• **PROBLEM REQUIREMENTS**
One number is all that is asked for: the number of lines below that hold the string "plant".

Stored dataset items:
--- --- ---

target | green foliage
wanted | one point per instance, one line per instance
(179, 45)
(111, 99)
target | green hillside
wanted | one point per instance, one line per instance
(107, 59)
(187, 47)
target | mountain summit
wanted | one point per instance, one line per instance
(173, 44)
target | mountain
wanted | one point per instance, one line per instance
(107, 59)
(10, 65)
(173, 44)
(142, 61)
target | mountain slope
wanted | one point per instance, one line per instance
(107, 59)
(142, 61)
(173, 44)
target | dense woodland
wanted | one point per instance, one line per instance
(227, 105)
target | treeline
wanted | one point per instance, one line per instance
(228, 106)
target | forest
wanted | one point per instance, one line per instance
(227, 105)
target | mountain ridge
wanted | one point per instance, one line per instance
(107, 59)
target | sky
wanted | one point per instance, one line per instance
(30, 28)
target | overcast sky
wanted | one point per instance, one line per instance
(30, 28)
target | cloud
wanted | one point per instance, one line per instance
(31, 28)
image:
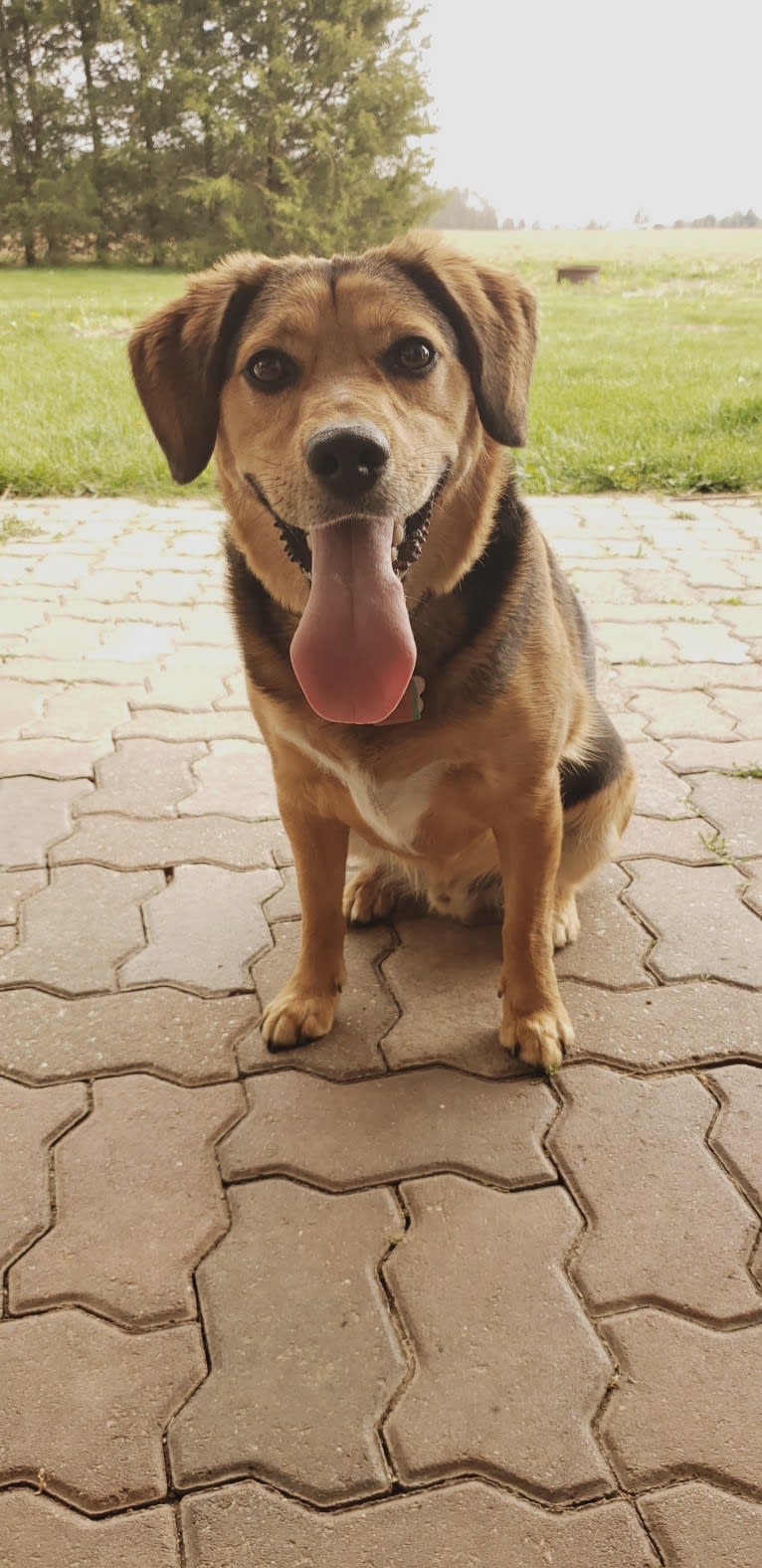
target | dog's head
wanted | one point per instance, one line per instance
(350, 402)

--- --- ---

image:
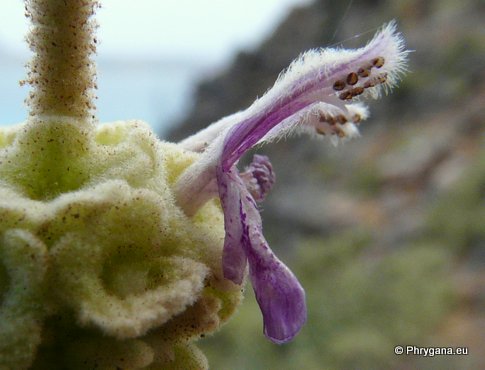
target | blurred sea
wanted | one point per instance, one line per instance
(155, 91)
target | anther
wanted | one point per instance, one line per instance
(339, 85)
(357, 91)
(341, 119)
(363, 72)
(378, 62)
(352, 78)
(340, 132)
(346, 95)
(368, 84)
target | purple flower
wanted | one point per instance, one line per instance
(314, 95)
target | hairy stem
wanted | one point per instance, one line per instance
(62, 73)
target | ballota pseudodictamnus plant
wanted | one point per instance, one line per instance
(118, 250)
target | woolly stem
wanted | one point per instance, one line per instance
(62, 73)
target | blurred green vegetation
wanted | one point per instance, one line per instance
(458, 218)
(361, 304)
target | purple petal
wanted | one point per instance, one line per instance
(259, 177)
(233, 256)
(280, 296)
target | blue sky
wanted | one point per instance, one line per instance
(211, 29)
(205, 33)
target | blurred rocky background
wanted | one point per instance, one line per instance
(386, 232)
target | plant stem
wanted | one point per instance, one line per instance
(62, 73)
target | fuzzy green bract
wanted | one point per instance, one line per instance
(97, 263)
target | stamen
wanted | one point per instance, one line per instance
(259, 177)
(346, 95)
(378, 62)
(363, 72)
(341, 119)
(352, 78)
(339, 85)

--- --- ---

• **ANSWER TO THIS TASK**
2